[Directions]: Revise the listing below by replacing every instance of "grateful" with "thankful", leaving all other text unchanged.

[Supplied entries]:
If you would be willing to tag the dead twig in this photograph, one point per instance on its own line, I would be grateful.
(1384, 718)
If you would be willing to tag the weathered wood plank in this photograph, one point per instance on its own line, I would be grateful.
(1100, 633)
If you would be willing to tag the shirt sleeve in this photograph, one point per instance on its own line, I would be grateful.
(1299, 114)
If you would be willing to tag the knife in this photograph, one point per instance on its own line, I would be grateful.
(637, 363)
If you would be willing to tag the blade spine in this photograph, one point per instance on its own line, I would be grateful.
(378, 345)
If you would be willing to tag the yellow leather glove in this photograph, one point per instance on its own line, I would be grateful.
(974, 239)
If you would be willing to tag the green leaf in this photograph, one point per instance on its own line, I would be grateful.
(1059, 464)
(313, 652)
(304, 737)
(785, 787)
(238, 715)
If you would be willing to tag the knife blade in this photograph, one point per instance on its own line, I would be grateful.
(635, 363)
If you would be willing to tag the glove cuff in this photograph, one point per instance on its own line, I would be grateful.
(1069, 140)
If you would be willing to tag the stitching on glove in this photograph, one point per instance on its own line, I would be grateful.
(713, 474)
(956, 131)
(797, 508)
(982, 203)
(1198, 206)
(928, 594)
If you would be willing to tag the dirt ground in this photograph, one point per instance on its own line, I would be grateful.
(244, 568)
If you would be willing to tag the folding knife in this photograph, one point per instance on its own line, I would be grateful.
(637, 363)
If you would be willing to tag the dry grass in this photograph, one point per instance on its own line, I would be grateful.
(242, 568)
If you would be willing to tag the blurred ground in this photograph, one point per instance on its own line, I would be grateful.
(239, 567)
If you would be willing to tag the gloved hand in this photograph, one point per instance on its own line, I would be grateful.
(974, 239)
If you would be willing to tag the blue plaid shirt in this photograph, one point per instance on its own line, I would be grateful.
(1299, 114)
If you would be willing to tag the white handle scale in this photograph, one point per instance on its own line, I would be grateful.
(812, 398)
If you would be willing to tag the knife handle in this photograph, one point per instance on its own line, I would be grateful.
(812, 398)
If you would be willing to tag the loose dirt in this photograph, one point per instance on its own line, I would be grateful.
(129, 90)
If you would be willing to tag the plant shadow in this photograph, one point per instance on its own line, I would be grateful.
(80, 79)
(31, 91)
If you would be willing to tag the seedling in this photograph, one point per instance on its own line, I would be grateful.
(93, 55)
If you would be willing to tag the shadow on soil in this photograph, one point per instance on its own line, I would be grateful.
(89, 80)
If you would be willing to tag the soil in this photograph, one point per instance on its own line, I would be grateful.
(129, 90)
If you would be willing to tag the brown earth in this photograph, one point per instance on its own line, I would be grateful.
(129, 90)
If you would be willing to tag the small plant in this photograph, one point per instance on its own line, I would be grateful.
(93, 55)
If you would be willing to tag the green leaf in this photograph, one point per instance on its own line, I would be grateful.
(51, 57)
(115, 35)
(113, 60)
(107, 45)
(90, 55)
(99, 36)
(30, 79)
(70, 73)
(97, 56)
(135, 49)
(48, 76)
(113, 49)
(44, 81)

[Written reply]:
If you would be willing to tag the dead twig in this photograph, one point per instance on its own line, I would be thankful.
(1384, 718)
If you would be willing to tag the weathered wood plank in this photograph, one point per instance on its own line, I would be thankful.
(1100, 633)
If you would be willing to tag the shirt sleeve in this photograph, one point per instance on its own line, I would be thankful.
(1299, 114)
If you would be willing to tag the knife in this photograph, one point per instance on its own line, I would be thankful.
(637, 363)
If you would be willing to tag the blade spine in this photograph, one point per instance on its own line, I would be thankful.
(378, 345)
If you would be willing to tag the yellow leather glove in this photograph, one point per instance on its own line, I would be thankful.
(974, 239)
If you would be willing to tag the green leaf in this photograph, one point per instance on its own line, I would be thankful.
(1059, 464)
(313, 652)
(304, 737)
(785, 787)
(238, 715)
If you would be willing to tag the knife blade in this photograph, one point per instance on its own line, I would be thankful.
(635, 363)
If you would be willing to tag the glove cuff in this photograph, one point per instance on its own line, I would be thankful.
(1069, 140)
If you would be willing to tag the stitching on glove in this photograph, one point per instance on its own line, I would be thankful.
(713, 474)
(956, 131)
(797, 508)
(982, 203)
(1198, 206)
(928, 594)
If you would be willing to tag the dirt ground in this photograph, one point per instance on its own line, I would be thankful.
(244, 568)
If you would be willing to tag the folding knife in this photograph, one point per instance on its own line, I would be thankful.
(637, 363)
If you would be willing to tag the dry grass in this photograph, one point per instance on its own line, I would be thankful.
(242, 568)
If you would be willing to tag the blurred ground in this photograph, one point per instance on its own line, I would be thankful.
(239, 567)
If you would be willing to tag the gloved hand in this photograph, one point per instance on its own line, I would be thankful.
(974, 239)
If you would be willing to tag the blue plaid shirt in this photograph, one point per instance on its own line, I would be thankful.
(1299, 114)
If you would be willing to tag the white handle scale in this photograph, one point per instance on its own line, I would be thankful.
(812, 398)
If you would be willing to tag the knife handle in this photograph, one point per instance on its own line, I would be thankful.
(812, 398)
If you would be willing to tag the loose dirt in this photograph, one point per instance on its own line, I would be thankful.
(129, 90)
If you would be willing to tag the plant shadow in this photograph, one point per instance on its own line, I would be thankful.
(80, 79)
(31, 91)
If you would be willing to tag the seedling in this photograph, one point per instance on its own line, I would be thankful.
(93, 55)
If you would be willing to tag the shadow on soil in this photograph, one point per instance on its own line, I would be thankful.
(89, 80)
If you would be willing to tag the soil in this photograph, one point per instance on its own line, I would be thankful.
(129, 90)
If you would be willing to tag the brown earth in this photograph, one point per instance on its own line, I would be thankful.
(129, 90)
If you would be willing to tag the small plant in this photograph, one point per instance on its own line, I would be thankful.
(93, 55)
If you would be willing to tag the green leaf in this photograph, one point per instance on its own line, I would be thankful.
(51, 57)
(115, 35)
(113, 60)
(107, 45)
(90, 55)
(99, 36)
(30, 79)
(70, 73)
(97, 56)
(135, 49)
(48, 76)
(113, 49)
(44, 81)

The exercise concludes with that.